═════ Extract provided ═════
International Teen Blogger: Music influencing World Culture: Griots

I’ve blogged about music with my bit on the ukulele, but I haven’t written about the role music plays in history. It’s a very broad topic, so I might even start a series of posts just about the impact of music on culture! Just from a little research, I found that music has affected a lot of revolutionary political and cultural movements. Aside from the modern day roles we have seen music play, the roles music has taken in the past have had a great impact. For example, African countries didn’t have formal writing systems and therefore could only preserve their history through music and poetry. Without music, hundreds of years of history would be lost! The main point I’d like to write about is how music has influenced early west African civilizations and what it has done to help preserve its history.
═════
Requirements -
1. According to the blog post on music and griots, why could African countries preserve their history only through music and poetry?
2. Reproduce the part of the blog post that opens with the words "I’ve blogged about" and closes with "preserve its history.", renaming "history" as "heritage" wherever it occurs.
The material that follows the blog post is not needed for any of the work here.
═════ Provided data ═════
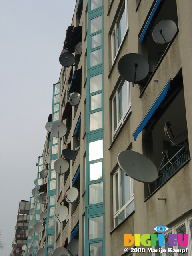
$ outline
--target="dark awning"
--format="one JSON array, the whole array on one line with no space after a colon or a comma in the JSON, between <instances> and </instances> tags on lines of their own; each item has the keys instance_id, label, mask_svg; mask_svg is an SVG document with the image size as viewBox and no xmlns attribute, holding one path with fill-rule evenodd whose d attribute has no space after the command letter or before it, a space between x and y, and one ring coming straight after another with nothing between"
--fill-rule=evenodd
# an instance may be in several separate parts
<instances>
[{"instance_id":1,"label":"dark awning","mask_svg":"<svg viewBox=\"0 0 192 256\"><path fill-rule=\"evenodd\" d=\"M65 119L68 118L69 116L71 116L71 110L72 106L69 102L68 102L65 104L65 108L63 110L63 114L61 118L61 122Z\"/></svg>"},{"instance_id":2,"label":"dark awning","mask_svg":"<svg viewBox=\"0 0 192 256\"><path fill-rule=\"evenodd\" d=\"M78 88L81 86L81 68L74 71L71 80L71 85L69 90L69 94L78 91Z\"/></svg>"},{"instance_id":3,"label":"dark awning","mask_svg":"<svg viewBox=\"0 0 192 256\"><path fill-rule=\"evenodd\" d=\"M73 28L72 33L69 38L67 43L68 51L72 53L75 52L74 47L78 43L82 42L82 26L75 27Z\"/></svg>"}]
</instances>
═════
═════ Provided data ═════
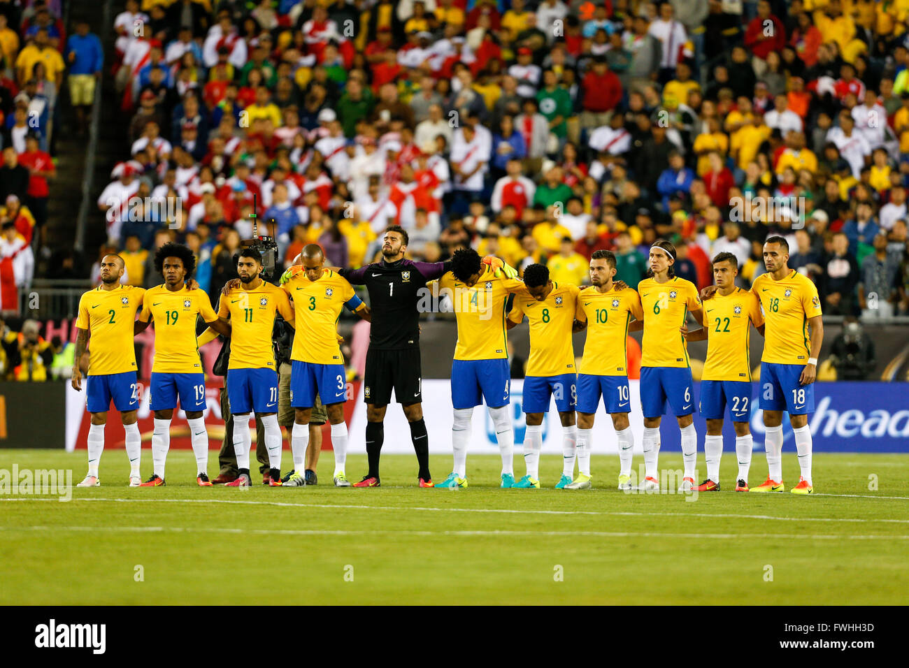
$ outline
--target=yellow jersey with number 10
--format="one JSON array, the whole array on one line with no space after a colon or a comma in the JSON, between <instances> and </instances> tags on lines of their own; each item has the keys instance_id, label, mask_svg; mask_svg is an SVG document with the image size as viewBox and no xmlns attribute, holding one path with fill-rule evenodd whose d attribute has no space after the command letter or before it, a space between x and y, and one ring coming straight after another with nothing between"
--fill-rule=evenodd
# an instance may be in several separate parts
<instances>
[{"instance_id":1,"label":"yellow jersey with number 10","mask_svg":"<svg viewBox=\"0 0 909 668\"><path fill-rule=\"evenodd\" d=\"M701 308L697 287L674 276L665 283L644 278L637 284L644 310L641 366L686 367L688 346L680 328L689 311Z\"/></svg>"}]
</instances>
═════
Task solutions -
1. They did not have formal writing systems.

2.
I’ve blogged about music with my bit on the ukulele, but I haven’t written about the role music plays in heritage. It’s a very broad topic, so I might even start a series of posts just about the impact of music on culture! Just from a little research, I found that music has affected a lot of revolutionary political and cultural movements. Aside from the modern day roles we have seen music play, the roles music has taken in the past have had a great impact. For example, African countries didn’t have formal writing systems and therefore could only preserve their heritage through music and poetry. Without music, hundreds of years of heritage would be lost! The main point I’d like to write about is how music has influenced early west African civilizations and what it has done to help preserve its heritage.